-- Objective --
Render the listing below as a numbered list with blank lines dropped, starting with the line that contains "Box each asphalt" and going on through the line that contains "244;60;952;974".

-- Provided information --

########################################

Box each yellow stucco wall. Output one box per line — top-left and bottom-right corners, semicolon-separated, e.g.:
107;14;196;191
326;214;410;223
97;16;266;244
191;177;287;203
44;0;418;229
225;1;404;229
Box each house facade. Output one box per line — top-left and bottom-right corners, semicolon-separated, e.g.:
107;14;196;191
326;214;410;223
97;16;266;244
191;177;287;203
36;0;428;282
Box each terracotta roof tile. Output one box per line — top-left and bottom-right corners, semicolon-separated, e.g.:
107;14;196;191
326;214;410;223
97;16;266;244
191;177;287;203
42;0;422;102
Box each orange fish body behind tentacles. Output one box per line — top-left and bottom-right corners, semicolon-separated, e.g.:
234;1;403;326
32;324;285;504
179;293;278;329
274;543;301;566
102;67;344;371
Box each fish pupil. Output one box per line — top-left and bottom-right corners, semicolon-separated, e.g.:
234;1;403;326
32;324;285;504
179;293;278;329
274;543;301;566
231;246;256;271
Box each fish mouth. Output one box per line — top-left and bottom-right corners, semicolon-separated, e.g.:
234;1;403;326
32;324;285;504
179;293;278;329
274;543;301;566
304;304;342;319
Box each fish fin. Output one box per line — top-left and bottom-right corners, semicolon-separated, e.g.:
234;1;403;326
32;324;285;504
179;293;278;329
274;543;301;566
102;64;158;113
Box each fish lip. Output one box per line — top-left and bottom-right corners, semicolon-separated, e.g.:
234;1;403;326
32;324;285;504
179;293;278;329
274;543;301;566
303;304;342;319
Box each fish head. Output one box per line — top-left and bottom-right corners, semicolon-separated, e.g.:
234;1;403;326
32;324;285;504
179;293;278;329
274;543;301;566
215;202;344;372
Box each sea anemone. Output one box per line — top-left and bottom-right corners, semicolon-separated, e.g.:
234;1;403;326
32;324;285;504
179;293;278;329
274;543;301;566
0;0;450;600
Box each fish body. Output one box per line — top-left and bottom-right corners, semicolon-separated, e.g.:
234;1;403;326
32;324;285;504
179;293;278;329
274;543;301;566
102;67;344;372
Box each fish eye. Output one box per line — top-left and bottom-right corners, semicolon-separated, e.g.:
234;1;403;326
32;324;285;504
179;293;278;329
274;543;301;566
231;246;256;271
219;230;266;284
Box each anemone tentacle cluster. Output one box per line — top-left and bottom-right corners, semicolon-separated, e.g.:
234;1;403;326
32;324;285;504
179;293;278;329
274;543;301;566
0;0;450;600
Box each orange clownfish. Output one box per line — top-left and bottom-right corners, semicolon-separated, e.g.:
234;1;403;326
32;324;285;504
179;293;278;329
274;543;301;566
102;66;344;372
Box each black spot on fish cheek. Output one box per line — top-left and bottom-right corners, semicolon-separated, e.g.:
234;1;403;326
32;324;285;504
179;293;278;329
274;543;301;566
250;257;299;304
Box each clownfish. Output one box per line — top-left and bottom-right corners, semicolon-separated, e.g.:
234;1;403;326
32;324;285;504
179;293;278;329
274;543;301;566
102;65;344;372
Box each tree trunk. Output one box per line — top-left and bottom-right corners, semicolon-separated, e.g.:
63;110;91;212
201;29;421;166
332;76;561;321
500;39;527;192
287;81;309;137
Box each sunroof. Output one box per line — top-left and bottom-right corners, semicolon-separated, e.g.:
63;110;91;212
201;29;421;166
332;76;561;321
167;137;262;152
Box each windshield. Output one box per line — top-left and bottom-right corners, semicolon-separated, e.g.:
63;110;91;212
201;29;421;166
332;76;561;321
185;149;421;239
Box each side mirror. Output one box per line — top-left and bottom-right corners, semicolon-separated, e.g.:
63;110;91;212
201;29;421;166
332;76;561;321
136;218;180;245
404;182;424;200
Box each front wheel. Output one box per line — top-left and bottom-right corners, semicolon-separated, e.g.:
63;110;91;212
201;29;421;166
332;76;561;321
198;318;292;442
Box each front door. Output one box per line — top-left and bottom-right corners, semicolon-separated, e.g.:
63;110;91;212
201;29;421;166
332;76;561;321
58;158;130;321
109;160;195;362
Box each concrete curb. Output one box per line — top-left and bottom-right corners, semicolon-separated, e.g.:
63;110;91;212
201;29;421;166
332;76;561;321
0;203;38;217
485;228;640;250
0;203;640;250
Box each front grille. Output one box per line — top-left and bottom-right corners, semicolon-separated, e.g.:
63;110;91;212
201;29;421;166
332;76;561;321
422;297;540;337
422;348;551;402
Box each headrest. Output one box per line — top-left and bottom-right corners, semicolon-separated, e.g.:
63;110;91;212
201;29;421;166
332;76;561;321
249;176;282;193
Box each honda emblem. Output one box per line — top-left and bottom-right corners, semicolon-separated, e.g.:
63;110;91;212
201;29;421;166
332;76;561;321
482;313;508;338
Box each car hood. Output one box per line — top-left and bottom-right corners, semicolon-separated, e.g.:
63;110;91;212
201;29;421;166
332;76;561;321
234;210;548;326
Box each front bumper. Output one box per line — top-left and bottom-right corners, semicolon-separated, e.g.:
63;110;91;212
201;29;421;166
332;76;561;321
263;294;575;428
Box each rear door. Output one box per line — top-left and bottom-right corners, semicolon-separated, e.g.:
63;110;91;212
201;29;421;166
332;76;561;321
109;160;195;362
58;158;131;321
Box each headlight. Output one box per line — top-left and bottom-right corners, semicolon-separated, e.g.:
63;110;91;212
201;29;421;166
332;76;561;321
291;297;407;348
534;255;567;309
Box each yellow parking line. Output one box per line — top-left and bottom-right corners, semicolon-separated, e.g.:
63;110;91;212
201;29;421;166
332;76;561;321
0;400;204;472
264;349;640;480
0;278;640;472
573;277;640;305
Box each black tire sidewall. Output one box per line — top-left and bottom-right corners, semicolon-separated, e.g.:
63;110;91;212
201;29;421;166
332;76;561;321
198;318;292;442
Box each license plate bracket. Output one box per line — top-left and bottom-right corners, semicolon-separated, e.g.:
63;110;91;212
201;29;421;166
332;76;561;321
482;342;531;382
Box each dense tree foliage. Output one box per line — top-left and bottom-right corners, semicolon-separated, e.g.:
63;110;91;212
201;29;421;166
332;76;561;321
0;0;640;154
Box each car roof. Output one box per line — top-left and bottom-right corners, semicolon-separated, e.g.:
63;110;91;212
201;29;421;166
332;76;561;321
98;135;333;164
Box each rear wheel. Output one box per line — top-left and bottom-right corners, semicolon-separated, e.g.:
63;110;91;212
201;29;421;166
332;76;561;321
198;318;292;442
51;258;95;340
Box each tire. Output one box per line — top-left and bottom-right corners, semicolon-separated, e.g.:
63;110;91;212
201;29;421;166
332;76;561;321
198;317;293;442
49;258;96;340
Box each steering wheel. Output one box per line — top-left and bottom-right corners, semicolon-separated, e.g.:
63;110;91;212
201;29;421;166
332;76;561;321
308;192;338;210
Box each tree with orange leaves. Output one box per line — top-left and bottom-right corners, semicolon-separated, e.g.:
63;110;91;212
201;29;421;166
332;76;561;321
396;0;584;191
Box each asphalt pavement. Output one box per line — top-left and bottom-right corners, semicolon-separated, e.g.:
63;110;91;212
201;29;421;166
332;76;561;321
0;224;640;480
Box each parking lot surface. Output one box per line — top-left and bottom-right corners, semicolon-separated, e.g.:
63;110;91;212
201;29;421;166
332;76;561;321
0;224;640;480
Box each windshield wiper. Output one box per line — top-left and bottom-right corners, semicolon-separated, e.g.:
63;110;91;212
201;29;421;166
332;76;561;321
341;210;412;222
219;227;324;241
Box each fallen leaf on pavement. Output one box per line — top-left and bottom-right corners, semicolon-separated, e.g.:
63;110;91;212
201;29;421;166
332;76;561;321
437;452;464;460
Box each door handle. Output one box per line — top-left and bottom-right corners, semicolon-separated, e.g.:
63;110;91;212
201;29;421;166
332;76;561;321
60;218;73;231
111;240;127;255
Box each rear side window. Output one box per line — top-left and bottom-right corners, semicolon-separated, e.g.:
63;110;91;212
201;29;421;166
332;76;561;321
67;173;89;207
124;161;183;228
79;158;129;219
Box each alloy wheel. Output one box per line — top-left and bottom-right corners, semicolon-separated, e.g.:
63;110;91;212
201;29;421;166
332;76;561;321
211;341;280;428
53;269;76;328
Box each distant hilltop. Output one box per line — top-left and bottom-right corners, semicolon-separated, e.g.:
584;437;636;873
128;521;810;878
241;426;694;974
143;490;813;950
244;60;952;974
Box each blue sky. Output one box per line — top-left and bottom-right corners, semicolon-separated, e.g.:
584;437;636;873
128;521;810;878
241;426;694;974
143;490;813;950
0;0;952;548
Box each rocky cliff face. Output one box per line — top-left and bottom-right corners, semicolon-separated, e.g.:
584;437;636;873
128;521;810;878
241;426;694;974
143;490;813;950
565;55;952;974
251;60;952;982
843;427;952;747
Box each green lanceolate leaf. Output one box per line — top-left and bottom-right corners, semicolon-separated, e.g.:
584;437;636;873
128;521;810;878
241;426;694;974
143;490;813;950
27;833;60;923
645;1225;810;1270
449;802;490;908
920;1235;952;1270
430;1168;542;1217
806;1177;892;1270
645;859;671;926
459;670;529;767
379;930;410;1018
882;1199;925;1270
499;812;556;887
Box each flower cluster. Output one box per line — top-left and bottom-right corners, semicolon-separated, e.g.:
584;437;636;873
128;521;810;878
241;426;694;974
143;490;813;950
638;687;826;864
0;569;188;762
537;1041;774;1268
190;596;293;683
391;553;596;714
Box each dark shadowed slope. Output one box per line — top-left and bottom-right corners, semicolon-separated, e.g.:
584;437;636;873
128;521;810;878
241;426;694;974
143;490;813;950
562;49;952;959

########################################

-- Output below --
1. Box each asphalt pavement. Output one box per line — top-left and bottom-right corners, semicolon-separated, e.g.:
2. 63;110;91;212
3. 201;29;421;166
4. 332;76;561;321
5. 0;224;640;480
6. Box each parking lot surface. Output one box per line — top-left and bottom-right corners, semicolon-separated, e.g.:
7. 63;110;91;212
8. 201;29;421;166
9. 332;76;561;321
10. 0;224;640;480
11. Box each windshield wiper. Output one box per line — top-left and bottom-right corners, semicolon-separated, e.g.:
12. 63;110;91;212
13. 201;29;421;166
14. 332;76;561;321
15. 341;210;412;222
16. 219;227;324;241
17. Box each fallen leaf on pavement. Output one box per line — top-left and bottom-right corners, semicolon-separated, e.g.:
18. 63;110;91;212
19. 201;29;421;166
20. 332;76;561;321
21. 437;452;464;460
22. Box each door handle. Output one box per line — top-left and bottom-right corners, semicolon-separated, e.g.:
23. 63;110;91;212
24. 201;29;421;166
25. 332;76;561;321
26. 60;218;73;231
27. 111;240;127;255
28. Box each rear side window. Output one box per line — top-left and bottom-right corners, semicolon-separated, e.g.:
29. 63;110;91;212
30. 201;29;421;166
31. 332;76;561;321
32. 67;173;89;207
33. 124;161;183;228
34. 79;158;129;219
35. Box each alloy wheel. Output one box per line — top-left and bottom-right corners, semicolon-separated, e.g.:
36. 63;110;91;212
37. 201;29;421;166
38. 332;76;561;321
39. 211;341;280;428
40. 53;269;76;328
41. Box each distant hilltop. Output one box per line — top-left and bottom-right corners, semicolon-separated, e.g.:
42. 584;437;636;873
43. 128;521;810;878
44. 241;426;694;974
45. 143;490;813;950
46. 244;60;952;974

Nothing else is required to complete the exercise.